Sicher ist vor allem, dass die Auswirkungen auf jene über fünf Millionen junger Menschen unter 25 Jahren, die weiter ohne Job sind, gering blieben. Zwar konnte Griechenland die Jugendarbeitslosigkeit um rund sieben Prozent senken, aber sie verharrt immer noch bei 51,4 Prozent. "Das Problem ist nicht gelöst", sagt Steinruck. "Wenn junge Menschen Arbeit haben, sind das häufig prekäre Arbeitsverhältnisse und befristete Jobs mit schlechter Bezahlung ohne nachhaltige Perspektive auf Beschäftigung." Daran hat auch die Ausbildungsgarantie nicht geändert, die 2012, 2013 und 2014 immer wieder neu EU-weit verkündet wurde. Sie sollte jedem Jugendlichen unter 25 Jahren innerhalb von vier Monaten einen Job, eine Ausbildung oder einen Praktikumsplatz bringen. So viele junge Arbeitslose seien "zu viel, viel zu viel", zeigte sich Frankreichs Staatspräsident François Hollande empört.

Doch der Fördertopf von sechs Milliarden Euro blieb größtenteils ungenutzt. Die Schuld dafür liegt vor allem bei den Mitgliedstaaten, in denen die Strukturen nicht angepasst wurden, heißt es in Brüssel. So forderte die Kommission Spanien auf, die Qualität und Effektivität bei der Unterstützung von Jobsuchenden zu verbessern. In Kroatien wurden dramatische Defizite im Bildungssystem ausgemacht. Italien bekam einen Rüffel, weil die berufsorientierte Hochschulausbildung nicht angemessen erweitert wurde. In anderen Mitgliedstaaten müsse man überhaupt erst dafür werben, dass eine berufliche Ausbildung eine echte Perspektive sei. "Da stimmen teilweise Strukturen und Einstellungen hinten und vorne nicht", hieß es gestern aus der Kommission.

> [DATENAUSZUG]
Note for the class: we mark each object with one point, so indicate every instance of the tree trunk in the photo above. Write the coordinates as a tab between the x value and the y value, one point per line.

> [GESTELLTE AUFGABE 1]
Beantworten Sie anhand des Textes zur Jugendarbeitslosigkeit in der EU:
(a) Bei wie viel Prozent liegt die Jugendarbeitslosigkeit in Griechenland noch?
(b) Innerhalb welcher Frist sollte die Ausbildungsgarantie Jugendlichen unter 25 Jahren einen Job, eine Ausbildung oder einen Praktikumsplatz bringen?
(c) Wie viel Geld enthielt der Fördertopf?
> [GESTELLTE AUFGABE 2]
Führen Sie den Text zur Jugendarbeitslosigkeit in der EU im Anschluss an seinen letzten Satz fort.
Die Daten sind eigenständiges Material und haben mit dem Lesetext nichts zu tun.

> [LÖSUNG 1]
(a) Bei 51,4 Prozent.
(b) Innerhalb von vier Monaten.
(c) Sechs Milliarden Euro.

> [LÖSUNG 2]
"Die Berufsausbildung in vielen Mitgliedstaaten bleibt noch weit hinter ihren Möglichkeiten zurück", ergab eine Studie des Institutes der deutschen Wirtschaft (IW) in Köln, die im vergangenen Oktober veröffentlicht wurde. Mehr Beratung, mehr Beweglichkeit, mehr Durchlässigkeit, mehr internationaler Austausch seien nötig. "Wir können uns eine verlorene Generation in Europa weder sozial noch ökonomisch leisten", betonte der Vorstandsvorsitzende der Bertelsmann-Stiftung, Aart de Geus. Die Bertelsmann-Stiftung sieht die Generationengerechtigkeit in Gefahr, wenn Jugendliche zu den Verlierern der Krise gehören.

Daran trügen die überschuldeten Staaten ebenso mit Verantwortung wie der verordnete Sparzwang: Fast alle betroffenen Regierungen kürzten die Ausgaben in erster Linie bei der Bildung und den sozialen Projekten. Experten fordern, dass die Regierungen für Wachstum sorgen, damit die Arbeitslosigkeit endlich sinkt. Das tut sie zwar, aber viel zu langsam.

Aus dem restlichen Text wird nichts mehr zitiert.